▸ KUTIPAN TERPILIH
+ + + +
Pluralisme Agama Dalam Timbangan Keyakinan Muhammadiyah


KULIAHALISLAM.COM - Secara etimologi, Pluralisme berasal dari kata 'Plural' yang berarti "majemuk atau berbilang". Dalam Oxford Dictionary Pluralism bermakna ganda: 

(a) the existence in one society of a number of groups that belong to different races or have different political or religious beliefs (keberadaan kelompok-kelompok yang berbeda dari segi etnis, politik dan keyakinan agama dalam suatu masyarakat).

(b) the principle that these different groups can live together in peace in one society (suatu prinsip atau pandangan yang manyatakan bahwa kelompok-kelompok yang berbeda tersebut dapat hidup dengan damai dalam suatu masyarakat).

Jika dilihat dari makna asal (etimologi) kata ini merujuk kepada sesuatu yang menyatakan dan mengakui adanya realitas kemajemukan dan keragaman unsur masyarakat yang hidup berdampingan dengan damai. 

Tetapi jika dihubungkan dengan kata ‘agama’, maka merupakan pandangan yang berupaya membenarkan keberagaman filsafat, dengan menegaskan bahwa semua kebenaran bersifat relatif.
+ + + +
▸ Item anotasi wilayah

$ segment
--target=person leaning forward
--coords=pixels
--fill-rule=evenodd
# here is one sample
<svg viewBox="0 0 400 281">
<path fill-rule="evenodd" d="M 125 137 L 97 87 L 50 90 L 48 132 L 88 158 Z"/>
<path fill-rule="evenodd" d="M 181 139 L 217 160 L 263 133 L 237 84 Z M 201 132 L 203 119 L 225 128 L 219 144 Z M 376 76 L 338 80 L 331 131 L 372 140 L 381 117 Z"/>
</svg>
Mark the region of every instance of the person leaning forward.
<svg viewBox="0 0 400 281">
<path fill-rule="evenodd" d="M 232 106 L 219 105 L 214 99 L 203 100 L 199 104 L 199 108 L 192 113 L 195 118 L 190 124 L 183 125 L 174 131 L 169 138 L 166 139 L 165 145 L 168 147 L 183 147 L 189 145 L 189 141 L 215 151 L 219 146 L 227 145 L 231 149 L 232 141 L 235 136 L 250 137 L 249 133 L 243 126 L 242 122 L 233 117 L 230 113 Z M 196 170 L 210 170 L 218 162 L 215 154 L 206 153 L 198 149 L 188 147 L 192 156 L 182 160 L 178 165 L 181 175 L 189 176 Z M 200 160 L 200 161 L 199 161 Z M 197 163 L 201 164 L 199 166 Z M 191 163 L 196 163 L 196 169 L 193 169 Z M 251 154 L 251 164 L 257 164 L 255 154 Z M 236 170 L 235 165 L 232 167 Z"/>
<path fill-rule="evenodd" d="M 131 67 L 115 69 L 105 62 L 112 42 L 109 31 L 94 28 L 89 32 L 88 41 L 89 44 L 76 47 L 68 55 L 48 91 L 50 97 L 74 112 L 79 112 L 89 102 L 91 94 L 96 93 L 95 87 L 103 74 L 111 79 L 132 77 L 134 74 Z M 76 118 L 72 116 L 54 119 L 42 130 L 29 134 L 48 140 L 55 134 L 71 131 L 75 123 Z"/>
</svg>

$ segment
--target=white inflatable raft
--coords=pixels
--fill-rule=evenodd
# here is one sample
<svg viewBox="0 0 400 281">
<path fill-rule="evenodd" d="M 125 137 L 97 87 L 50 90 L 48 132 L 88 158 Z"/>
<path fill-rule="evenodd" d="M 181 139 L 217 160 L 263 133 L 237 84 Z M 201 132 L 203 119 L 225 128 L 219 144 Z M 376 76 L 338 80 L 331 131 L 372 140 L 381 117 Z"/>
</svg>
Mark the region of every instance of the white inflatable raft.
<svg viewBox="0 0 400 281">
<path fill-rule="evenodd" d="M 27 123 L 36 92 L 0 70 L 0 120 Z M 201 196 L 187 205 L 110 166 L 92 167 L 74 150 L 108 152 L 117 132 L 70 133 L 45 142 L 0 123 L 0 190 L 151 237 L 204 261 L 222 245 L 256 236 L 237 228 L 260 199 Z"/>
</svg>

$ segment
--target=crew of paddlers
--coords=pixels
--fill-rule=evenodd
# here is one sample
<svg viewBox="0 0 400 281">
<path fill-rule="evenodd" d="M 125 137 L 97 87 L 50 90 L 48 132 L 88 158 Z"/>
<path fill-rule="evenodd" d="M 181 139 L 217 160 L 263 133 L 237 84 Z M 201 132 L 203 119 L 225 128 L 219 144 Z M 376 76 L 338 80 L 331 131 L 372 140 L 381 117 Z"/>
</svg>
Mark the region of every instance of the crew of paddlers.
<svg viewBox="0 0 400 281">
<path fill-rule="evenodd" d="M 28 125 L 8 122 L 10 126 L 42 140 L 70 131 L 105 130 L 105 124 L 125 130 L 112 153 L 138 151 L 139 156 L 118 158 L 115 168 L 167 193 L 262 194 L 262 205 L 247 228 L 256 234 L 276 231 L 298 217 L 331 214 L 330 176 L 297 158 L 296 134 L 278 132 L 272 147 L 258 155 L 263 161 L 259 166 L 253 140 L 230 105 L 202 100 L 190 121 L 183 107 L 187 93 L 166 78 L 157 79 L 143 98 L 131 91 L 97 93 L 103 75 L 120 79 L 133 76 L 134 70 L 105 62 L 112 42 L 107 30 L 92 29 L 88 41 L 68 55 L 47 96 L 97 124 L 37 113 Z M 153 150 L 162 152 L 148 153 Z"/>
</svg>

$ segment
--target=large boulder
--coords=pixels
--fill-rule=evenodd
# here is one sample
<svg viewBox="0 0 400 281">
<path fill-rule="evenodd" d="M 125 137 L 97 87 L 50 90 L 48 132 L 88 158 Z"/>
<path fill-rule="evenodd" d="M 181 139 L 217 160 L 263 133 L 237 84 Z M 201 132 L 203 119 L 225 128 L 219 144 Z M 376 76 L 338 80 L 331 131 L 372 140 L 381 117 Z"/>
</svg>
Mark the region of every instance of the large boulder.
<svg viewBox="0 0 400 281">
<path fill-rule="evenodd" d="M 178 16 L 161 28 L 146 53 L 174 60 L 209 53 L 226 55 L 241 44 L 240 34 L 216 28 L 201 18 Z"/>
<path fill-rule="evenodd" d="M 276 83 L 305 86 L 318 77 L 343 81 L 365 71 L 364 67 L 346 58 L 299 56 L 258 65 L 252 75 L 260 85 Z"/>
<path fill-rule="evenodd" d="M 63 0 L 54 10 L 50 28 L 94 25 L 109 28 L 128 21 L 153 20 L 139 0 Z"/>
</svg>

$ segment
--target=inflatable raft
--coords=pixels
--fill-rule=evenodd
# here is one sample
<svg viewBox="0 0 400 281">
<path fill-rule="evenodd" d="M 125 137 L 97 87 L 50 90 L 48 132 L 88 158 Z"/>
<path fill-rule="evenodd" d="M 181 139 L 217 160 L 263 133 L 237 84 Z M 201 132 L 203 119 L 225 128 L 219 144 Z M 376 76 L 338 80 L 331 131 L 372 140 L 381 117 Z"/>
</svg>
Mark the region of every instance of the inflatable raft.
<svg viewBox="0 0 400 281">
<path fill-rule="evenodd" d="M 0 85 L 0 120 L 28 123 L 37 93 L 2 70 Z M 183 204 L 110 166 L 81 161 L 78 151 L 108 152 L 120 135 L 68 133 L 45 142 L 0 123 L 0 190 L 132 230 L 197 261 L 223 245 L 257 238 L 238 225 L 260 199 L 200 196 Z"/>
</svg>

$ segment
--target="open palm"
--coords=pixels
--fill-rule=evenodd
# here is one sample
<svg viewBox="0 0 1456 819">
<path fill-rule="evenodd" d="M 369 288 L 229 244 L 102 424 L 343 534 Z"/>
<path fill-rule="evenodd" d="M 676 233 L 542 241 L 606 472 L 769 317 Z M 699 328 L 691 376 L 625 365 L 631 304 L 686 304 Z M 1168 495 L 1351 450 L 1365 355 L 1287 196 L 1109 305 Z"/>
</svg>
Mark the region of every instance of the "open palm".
+ + + +
▸ TUGAS YANG DIKERJAKAN
Menurut kutipan tentang pluralisme agama, apa arti kata "Plural" secara etimologi? Catatan tersebut sama sekali tidak digunakan di sini.

▸ JAWABAN BENAR
Majemuk atau berbilang.